Excerto do texto:
┄┄┄┄┄┄┄┄┄┄

Nuno Luís Barros - Assessor da carreira de jurista do Centro de Estudos e Formação Desportiva

 

 

 

1 – O nº 5 do artigo 267º da Constituição da República Portuguesa, com o título Estrutura da Administração, determina que "o processamento da actividade administrativa será objecto de lei especial, a qual assegurará (...) a participação dos cidadãos na formação das decisões ou deliberações que lhes disserem respeito".
Assim, está constitucionalmente estabelecida a garantia da participação dos interessados na formação das decisões ou deliberações administrativas, a qual implica a sua intervenção no processo de formação das mesmas, ou seja, antes de serem tomadas, nomeadamente, através da audição sobre o respectivo projecto. São inválidas as decisões tomadas sem que os interessados tenham sido chamados a pronunciarem-se sobre elas (1).
2 – Em cumprimento daquele preceito constitucional é estabelecido no artigo 8º do Código do Procedimento Administrativo (CPA), o princípio da participação, nos seguintes termos:
"Os órgãos da Administração Pública devem assegurar a participação dos particulares, bem como das associações que tenham por objecto a defesa dos seus interesses, na formação das decisões que lhes disserem respeito, designadamente, através da respectiva audiência nos termos deste Código".

┄┄┄┄┄┄┄┄┄┄

Conteúdo da listagem:
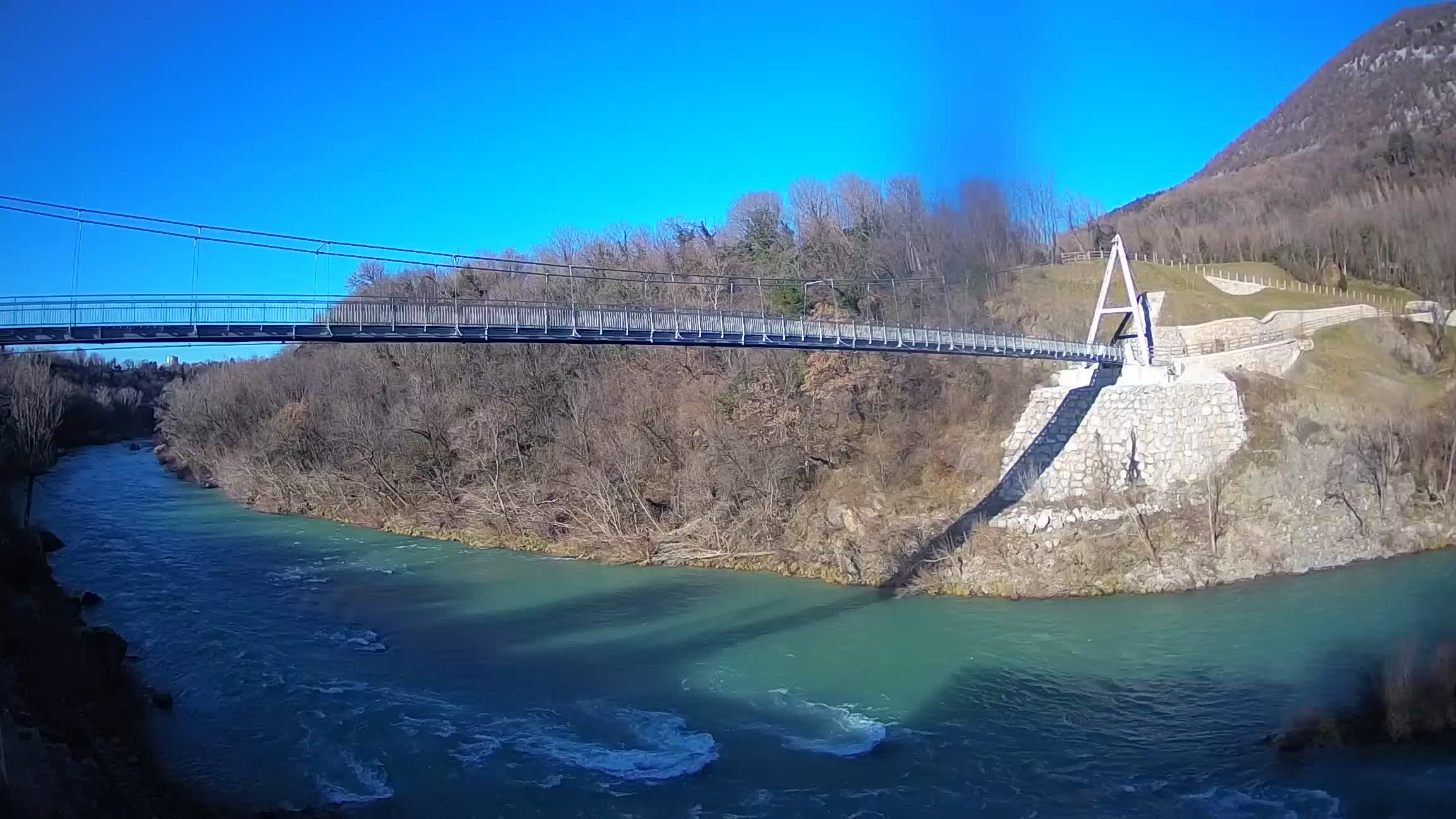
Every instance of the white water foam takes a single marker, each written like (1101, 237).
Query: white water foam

┄┄┄┄┄┄┄┄┄┄

Tarefas:
[1] No excerto sobre a participação dos cidadãos nas decisões administrativas, indica o nome da pessoa que o assina, o do organismo onde trabalha e os nomes dos textos de lei referidos.
[2] Escreve o que vem a seguir no excerto sobre a participação dos cidadãos nas decisões administrativas, começando logo depois da última frase.
A listagem não tem nenhuma ligação com o excerto.

Respostas por tarefa:
[1] Nuno Luís Barros; Centro de Estudos e Formação Desportiva; Constituição da República Portuguesa; Código do Procedimento Administrativo (CPA)

[2]
O direito de participação regulado neste preceito constitui uma figura genérica, extensiva a todos os procedimentos administrativos. Entre outras manifestações, este direito de participação revela-se no direito de audiência prévia dos particulares relativamente à tomada de qualquer decisão administrativa que lhes diga respeito (2).
3 – Nos artigos 100º a 105º do CPA é regulada a participação dos cidadãos no procedimento administrativo, consubstanciada na audiência dos interessados.
A consagração genérica do direito de audiência dos interessados é inovadora no Direito Administrativo português, pois, só no âmbito dos procedimentos sancionadores, nomeadamente, no procedimento disciplinar, é que a audiência prévia dos interessados era obrigatória (3).
3.1 – No nº 1 do artigo 100º determina-se que, após a conclusão da instrução, os interessados têm o direito de ser ouvidos no procedimento antes de ser tomada a decisão final, devendo ser informados, nomeadamente, sobre o sentido provável desta, salvo o estabelecido no artigo 103º, referente aos casos de inexistência e de dispensa da audiência dos interessados.
Este direito de participação altera profundamente a tramitação tradicional do procedimento administrativo que seguia o esquema do "requerimento do particular ou iniciativa da Administração > informação dos serviços > decisão" (4).
Assim, depois da instrução e antes da decisão, não se convocava o particular para o ouvir sobre a matéria e, agora, por aplicação do referido normativo (em consequência do preceito constitucional citado no nº 1 deste artigo), o esquema típico de funcionamento da Administração será "requerimento do particular ou iniciativa da Administração > instrução pelos serviços > audiência do interessado > decisão final" (5).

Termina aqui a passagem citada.